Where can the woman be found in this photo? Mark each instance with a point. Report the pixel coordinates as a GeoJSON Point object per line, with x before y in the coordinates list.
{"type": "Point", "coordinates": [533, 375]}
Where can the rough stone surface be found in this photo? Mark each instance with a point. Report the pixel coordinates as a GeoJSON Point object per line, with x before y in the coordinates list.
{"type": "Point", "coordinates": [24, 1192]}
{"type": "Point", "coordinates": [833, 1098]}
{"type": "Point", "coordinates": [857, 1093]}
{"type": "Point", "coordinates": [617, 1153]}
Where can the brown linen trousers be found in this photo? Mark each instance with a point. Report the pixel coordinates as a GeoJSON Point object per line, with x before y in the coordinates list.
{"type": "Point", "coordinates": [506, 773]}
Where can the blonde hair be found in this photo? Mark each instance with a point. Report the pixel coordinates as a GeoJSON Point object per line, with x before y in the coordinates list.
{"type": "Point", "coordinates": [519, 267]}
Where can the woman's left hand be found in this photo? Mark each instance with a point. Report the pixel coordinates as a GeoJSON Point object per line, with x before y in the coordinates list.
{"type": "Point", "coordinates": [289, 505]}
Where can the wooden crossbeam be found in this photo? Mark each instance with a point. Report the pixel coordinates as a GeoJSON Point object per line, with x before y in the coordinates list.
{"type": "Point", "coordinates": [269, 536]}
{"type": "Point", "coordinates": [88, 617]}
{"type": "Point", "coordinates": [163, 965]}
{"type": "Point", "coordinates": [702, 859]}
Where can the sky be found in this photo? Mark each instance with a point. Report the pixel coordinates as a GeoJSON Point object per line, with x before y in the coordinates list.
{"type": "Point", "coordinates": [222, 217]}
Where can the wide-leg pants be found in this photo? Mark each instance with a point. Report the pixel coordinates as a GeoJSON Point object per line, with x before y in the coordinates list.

Exercise aim
Look for the line that contains "Where can the wooden" in the listing above. Set down that line and each line after it, ending with the last one.

Response
Where can the wooden crossbeam be found in this photo? Mark each instance with a point. Report the pixel coordinates as a GeoJSON Point object per line, with x before y in the coordinates list.
{"type": "Point", "coordinates": [269, 536]}
{"type": "Point", "coordinates": [88, 617]}
{"type": "Point", "coordinates": [163, 965]}
{"type": "Point", "coordinates": [702, 859]}
Where can the sky be found in this photo? Mark each instance with a point. Report the pixel coordinates as a GeoJSON Point object per line, with x before y in the coordinates list.
{"type": "Point", "coordinates": [222, 217]}
Where can the wide-leg pants be found in this photo? Mark each instance with a point. Report the pixel coordinates as a GeoJSON Point object per line, with x before y in the coordinates list.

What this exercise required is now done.